## THE DATA

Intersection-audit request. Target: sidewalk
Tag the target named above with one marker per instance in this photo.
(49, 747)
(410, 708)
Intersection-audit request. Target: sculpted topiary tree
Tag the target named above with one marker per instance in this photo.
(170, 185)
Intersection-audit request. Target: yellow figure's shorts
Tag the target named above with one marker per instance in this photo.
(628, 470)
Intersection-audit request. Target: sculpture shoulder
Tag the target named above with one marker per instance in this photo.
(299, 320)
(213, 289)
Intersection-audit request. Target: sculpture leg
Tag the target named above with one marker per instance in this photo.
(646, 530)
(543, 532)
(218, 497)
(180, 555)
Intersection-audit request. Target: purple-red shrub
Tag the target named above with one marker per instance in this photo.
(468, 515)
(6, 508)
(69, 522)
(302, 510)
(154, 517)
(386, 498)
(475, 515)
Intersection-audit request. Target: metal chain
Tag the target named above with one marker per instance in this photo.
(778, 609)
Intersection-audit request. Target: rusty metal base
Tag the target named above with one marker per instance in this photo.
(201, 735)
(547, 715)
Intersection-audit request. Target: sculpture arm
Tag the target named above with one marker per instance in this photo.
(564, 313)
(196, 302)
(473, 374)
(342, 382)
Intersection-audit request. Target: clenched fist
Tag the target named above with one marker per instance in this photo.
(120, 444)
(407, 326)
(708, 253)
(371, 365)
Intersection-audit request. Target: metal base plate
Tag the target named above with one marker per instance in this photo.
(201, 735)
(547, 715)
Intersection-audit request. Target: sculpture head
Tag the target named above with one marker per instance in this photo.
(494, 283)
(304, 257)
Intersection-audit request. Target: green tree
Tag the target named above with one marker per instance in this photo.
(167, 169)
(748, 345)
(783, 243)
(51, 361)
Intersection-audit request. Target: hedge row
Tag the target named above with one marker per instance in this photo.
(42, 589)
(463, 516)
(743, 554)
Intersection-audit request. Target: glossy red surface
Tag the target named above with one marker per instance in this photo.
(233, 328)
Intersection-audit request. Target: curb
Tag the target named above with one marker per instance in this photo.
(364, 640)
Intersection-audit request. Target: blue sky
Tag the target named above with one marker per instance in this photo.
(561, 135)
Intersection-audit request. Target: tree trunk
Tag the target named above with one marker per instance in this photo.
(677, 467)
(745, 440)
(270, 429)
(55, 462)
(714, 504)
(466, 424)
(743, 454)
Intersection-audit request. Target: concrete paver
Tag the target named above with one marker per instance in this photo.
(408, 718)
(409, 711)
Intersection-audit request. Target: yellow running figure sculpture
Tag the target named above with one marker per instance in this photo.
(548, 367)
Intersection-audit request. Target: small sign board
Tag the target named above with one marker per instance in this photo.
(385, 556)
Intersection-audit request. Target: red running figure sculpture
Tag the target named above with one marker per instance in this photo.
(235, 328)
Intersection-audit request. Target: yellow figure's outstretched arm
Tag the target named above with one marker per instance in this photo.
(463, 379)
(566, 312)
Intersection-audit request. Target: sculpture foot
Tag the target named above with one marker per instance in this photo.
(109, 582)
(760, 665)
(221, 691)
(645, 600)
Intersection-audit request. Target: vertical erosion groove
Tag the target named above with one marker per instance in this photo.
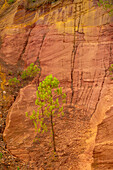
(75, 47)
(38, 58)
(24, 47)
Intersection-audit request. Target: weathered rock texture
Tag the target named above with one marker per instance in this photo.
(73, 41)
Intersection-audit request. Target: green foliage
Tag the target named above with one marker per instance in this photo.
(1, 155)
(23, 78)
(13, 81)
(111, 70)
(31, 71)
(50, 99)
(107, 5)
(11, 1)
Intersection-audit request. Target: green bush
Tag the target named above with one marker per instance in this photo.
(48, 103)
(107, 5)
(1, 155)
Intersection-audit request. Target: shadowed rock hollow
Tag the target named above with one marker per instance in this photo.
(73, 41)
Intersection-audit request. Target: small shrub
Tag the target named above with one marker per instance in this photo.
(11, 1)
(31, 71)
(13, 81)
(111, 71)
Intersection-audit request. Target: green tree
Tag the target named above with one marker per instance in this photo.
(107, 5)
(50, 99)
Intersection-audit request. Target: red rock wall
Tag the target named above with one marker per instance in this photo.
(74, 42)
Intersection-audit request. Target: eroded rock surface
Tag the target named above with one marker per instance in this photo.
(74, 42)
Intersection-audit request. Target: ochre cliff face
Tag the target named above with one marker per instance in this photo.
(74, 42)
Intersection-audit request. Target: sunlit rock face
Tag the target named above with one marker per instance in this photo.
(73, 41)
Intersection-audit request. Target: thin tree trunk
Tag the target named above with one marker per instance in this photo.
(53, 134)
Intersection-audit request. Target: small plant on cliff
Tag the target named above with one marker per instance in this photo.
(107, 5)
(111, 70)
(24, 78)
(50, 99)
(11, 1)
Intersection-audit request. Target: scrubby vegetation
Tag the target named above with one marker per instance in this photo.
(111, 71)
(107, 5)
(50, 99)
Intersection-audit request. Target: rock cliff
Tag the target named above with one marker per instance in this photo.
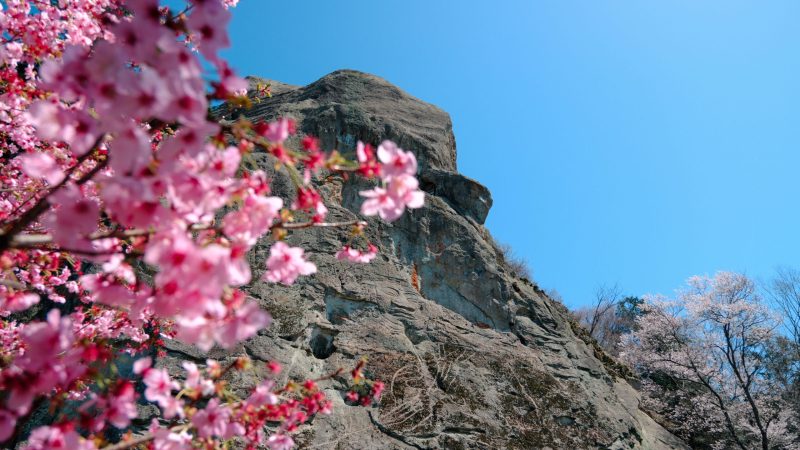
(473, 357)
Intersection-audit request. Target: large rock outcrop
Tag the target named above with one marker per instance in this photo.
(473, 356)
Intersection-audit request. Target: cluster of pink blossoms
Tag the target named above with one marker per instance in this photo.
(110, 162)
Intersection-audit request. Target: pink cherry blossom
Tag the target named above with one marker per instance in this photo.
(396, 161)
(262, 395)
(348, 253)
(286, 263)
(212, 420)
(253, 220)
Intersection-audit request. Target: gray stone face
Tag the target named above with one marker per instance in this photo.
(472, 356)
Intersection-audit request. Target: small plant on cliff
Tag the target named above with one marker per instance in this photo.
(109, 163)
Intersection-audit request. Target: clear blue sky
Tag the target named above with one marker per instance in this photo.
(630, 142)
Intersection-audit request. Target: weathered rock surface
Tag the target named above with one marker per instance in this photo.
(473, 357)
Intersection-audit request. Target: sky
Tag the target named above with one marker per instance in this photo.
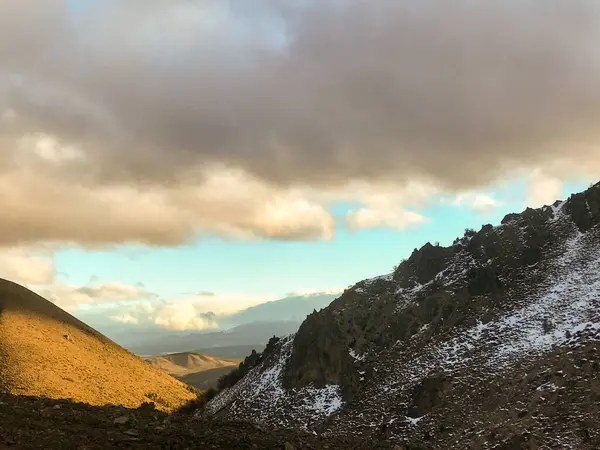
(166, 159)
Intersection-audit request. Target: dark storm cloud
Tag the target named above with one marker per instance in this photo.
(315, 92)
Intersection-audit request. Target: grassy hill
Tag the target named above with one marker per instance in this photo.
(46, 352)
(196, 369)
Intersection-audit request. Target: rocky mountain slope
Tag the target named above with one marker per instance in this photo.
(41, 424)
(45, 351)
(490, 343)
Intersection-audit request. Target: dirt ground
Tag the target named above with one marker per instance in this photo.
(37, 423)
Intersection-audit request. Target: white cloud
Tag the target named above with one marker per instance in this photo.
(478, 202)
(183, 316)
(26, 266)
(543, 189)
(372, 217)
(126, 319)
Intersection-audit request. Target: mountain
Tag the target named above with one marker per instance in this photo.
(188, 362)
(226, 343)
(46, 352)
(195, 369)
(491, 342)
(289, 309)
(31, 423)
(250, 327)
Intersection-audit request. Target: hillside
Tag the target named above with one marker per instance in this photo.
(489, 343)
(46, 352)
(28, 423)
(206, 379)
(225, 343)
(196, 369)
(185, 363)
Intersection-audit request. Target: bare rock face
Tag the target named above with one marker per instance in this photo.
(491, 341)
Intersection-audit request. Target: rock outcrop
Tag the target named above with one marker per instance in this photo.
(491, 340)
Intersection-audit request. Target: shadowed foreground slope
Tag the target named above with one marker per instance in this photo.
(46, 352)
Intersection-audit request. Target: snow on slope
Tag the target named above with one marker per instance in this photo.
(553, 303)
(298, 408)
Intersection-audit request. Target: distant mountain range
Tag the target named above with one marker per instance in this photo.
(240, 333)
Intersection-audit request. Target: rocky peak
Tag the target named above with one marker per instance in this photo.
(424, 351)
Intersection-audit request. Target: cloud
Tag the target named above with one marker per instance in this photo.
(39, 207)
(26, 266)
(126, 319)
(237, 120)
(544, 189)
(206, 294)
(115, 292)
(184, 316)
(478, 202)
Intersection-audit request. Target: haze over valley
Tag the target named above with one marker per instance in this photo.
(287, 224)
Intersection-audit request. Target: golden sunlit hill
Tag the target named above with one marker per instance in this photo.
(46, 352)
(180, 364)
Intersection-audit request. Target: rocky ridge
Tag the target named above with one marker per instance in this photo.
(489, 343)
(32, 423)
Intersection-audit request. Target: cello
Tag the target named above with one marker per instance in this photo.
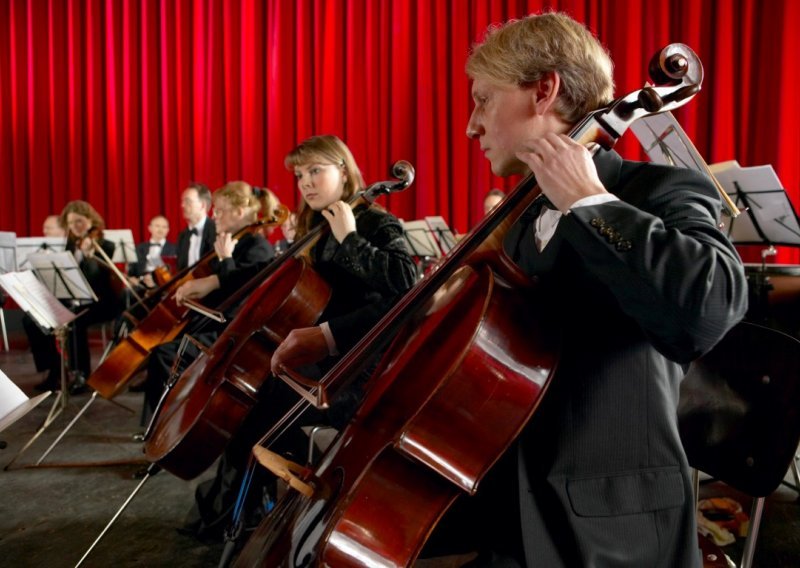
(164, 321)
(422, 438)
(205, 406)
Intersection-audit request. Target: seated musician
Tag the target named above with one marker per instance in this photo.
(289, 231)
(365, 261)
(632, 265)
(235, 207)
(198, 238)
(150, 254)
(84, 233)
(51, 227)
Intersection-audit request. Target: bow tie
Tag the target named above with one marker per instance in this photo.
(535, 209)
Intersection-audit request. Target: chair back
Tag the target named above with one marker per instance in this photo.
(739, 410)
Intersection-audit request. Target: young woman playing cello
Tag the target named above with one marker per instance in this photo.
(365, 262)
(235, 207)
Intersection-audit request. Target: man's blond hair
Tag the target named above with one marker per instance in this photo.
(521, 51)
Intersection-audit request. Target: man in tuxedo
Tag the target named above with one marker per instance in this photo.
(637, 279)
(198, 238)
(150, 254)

## DESCRIPTION OF THE TASK
The required output is the exact run of lines from the one with "Intersection-audit request. Target: bow tie" through the final line of the entries.

## THE COMPLETED TASK
Intersection-audit request. Target: bow tie
Tag the target named above with one marker per instance in this photo.
(535, 209)
Intersection-audit request. Target: chair back
Tag the target named above with one marker per instance in this photo.
(739, 410)
Intersection-audit request. Target: young woman playing cello
Tag the target named above with one marker per instance in this photo.
(365, 262)
(235, 207)
Intersection-audit request. Target: man's blond hair
Tag the target named above with one marker per instance in this photo.
(521, 51)
Intersection-audit request. Target: man in tuxedo
Tag the target named above with one marker per instance in this photo.
(637, 279)
(198, 238)
(150, 254)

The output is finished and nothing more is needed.